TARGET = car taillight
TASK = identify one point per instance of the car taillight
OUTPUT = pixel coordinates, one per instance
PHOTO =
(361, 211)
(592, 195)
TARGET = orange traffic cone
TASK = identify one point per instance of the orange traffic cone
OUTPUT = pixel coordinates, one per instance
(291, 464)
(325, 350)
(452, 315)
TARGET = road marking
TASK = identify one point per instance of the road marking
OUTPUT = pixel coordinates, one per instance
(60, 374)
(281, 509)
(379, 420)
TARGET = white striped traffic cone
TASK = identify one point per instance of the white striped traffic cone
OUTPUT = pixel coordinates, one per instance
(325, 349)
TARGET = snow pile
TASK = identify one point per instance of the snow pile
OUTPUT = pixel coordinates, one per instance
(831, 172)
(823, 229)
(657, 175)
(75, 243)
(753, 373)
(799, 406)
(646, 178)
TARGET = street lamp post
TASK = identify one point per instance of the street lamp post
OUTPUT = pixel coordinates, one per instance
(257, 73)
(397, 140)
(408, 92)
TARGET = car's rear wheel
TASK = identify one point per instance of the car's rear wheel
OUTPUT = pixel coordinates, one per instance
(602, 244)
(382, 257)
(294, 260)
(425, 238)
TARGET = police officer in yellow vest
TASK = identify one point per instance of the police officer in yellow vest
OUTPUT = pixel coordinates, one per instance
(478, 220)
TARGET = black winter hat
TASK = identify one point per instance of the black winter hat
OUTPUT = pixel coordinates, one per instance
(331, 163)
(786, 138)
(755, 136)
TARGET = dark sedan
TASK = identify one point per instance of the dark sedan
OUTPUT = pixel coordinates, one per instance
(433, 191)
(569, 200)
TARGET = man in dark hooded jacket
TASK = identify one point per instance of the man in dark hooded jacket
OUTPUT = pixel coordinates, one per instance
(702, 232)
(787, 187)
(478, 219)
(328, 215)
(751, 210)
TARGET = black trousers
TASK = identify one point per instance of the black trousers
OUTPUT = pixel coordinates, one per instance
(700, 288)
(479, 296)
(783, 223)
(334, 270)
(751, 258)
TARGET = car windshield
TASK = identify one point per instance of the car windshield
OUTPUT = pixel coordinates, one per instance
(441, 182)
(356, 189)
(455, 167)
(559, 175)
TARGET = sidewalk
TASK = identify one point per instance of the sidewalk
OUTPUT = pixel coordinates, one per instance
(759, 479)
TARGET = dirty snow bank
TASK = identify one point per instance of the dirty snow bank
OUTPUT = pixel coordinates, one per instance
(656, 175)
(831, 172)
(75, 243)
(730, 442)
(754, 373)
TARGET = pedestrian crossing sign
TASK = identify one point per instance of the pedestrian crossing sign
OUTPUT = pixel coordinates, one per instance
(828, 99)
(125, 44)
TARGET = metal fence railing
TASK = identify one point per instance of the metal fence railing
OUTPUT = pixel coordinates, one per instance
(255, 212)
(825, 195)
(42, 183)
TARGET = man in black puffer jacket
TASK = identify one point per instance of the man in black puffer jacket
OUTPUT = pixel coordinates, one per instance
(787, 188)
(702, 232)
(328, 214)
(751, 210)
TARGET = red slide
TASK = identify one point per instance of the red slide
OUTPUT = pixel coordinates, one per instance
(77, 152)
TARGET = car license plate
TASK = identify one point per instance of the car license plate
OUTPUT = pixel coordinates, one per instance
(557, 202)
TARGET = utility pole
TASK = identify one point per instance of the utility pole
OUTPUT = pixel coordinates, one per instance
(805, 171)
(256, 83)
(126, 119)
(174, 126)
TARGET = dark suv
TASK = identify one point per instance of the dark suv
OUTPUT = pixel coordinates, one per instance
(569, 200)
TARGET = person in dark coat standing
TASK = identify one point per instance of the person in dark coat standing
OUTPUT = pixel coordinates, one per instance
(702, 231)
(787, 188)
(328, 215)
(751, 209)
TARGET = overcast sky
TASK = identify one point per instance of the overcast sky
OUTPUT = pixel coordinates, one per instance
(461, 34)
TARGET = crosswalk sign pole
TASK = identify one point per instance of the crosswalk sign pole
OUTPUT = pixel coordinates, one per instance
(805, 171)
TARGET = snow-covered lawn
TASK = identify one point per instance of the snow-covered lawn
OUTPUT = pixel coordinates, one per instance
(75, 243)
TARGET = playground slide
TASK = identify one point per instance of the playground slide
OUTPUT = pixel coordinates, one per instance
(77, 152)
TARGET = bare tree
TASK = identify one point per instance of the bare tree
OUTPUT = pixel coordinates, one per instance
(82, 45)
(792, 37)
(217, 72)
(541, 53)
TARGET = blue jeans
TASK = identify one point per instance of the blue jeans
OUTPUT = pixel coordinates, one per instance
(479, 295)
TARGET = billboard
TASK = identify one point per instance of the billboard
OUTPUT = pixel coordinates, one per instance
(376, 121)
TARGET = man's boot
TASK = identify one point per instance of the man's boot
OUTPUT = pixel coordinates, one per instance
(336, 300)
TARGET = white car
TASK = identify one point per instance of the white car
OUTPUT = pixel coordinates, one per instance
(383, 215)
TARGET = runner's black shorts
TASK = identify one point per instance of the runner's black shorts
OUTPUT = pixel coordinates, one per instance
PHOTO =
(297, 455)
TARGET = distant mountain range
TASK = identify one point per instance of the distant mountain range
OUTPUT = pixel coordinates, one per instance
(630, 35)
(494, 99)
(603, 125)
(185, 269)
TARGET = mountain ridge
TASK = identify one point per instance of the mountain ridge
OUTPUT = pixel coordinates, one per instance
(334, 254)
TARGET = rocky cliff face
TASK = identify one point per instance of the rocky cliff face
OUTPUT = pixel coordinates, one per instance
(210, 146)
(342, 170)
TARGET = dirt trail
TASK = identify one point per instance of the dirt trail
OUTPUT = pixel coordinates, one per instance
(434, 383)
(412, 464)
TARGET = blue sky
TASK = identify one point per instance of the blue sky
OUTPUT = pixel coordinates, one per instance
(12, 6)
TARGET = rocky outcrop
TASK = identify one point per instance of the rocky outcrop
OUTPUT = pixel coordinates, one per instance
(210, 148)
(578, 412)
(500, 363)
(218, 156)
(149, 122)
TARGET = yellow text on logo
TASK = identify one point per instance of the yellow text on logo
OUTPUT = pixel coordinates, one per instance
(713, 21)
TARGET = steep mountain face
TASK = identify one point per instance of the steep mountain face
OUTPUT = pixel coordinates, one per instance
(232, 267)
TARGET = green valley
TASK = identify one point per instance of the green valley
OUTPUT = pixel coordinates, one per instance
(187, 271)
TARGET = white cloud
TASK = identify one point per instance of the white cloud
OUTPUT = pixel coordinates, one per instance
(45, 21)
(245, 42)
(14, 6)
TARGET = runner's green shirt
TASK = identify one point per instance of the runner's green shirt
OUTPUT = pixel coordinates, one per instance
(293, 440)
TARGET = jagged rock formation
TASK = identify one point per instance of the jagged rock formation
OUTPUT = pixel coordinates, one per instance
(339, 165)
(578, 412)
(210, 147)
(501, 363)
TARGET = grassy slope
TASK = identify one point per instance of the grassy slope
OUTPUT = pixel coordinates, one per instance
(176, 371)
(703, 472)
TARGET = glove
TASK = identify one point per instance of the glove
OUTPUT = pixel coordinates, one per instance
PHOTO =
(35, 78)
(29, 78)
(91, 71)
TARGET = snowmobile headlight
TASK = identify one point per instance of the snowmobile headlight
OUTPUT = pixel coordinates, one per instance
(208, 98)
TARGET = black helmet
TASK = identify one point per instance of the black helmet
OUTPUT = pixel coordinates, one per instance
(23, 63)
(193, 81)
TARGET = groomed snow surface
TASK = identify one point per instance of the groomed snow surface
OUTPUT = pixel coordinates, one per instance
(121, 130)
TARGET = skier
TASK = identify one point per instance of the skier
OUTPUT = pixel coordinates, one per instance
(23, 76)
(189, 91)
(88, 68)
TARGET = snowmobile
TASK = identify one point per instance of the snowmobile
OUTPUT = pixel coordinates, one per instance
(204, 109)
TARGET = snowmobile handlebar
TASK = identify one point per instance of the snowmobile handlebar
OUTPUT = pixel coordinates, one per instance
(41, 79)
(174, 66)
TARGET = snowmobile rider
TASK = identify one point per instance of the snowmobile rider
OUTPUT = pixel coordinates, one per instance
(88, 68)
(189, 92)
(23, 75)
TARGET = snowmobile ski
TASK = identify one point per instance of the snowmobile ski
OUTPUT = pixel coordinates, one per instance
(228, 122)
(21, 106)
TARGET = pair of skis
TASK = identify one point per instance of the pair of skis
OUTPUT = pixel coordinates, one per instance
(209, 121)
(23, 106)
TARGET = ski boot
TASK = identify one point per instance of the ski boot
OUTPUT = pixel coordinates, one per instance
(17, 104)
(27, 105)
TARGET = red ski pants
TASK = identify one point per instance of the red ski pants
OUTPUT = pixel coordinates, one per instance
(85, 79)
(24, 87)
- - -
Write out the lines above from the one containing "TARGET = jagged rock formation" through the last, exactly as they are.

[Exercise response]
TARGET = jagged rock formation
TASK = identify one point per instance of the jagged rock formation
OUTPUT = pixel coordinates, one per instance
(339, 165)
(578, 412)
(210, 147)
(501, 363)
TARGET = grassy slope
TASK = identify one point per instance of the grassy slope
OUTPUT = pixel coordinates, one per instance
(176, 371)
(703, 472)
TARGET = glove
TASK = identify one point per instance of the glove
OUTPUT = pixel coordinates, one per instance
PHOTO =
(35, 78)
(29, 78)
(91, 71)
TARGET = snowmobile headlight
TASK = identify one point per instance of the snowmobile headlight
OUTPUT = pixel coordinates, one per instance
(208, 98)
TARGET = black helmet
TASK = identify one point per instance of the black helmet
OUTPUT = pixel coordinates, one per instance
(23, 63)
(193, 81)
TARGET = groomed snow surface
TASK = identify one point per instance of the groomed snow surface
OUTPUT = pixel coordinates, one per instance
(121, 130)
TARGET = skier
TASK = identify one point per instance of the skier
OUTPUT = pixel coordinates, one per instance
(23, 76)
(189, 91)
(88, 68)
TARGET = snowmobile
TASK = identify one point per instance of the snowmobile
OUTPUT = pixel coordinates, one per instance
(204, 109)
TARGET = snowmobile handlebar
TASK = identify one point per instance of the snowmobile handlebar
OUTPUT = pixel coordinates, one per instance
(41, 79)
(174, 66)
TARGET = snowmobile rider
TASK = identify one point per instance of the snowmobile rider
OUTPUT = pixel coordinates, one per instance
(88, 68)
(189, 92)
(23, 75)
TARGET = snowmobile ski
TASK = identify one point per instance of the snowmobile ski
OUTPUT = pixel coordinates, one per instance
(228, 122)
(21, 106)
TARGET = pair of skis
TASK = identify one point per instance of the pair of skis
OUTPUT = pixel coordinates, one per instance
(209, 121)
(23, 106)
TARGET = ski boot
TASK = identify one point per instance of the ski boot
OUTPUT = pixel coordinates, one per instance
(17, 104)
(27, 105)
TARGET = red ski pants
TASK = identify one point per instance of the red ski pants
OUTPUT = pixel coordinates, one per instance
(85, 79)
(24, 87)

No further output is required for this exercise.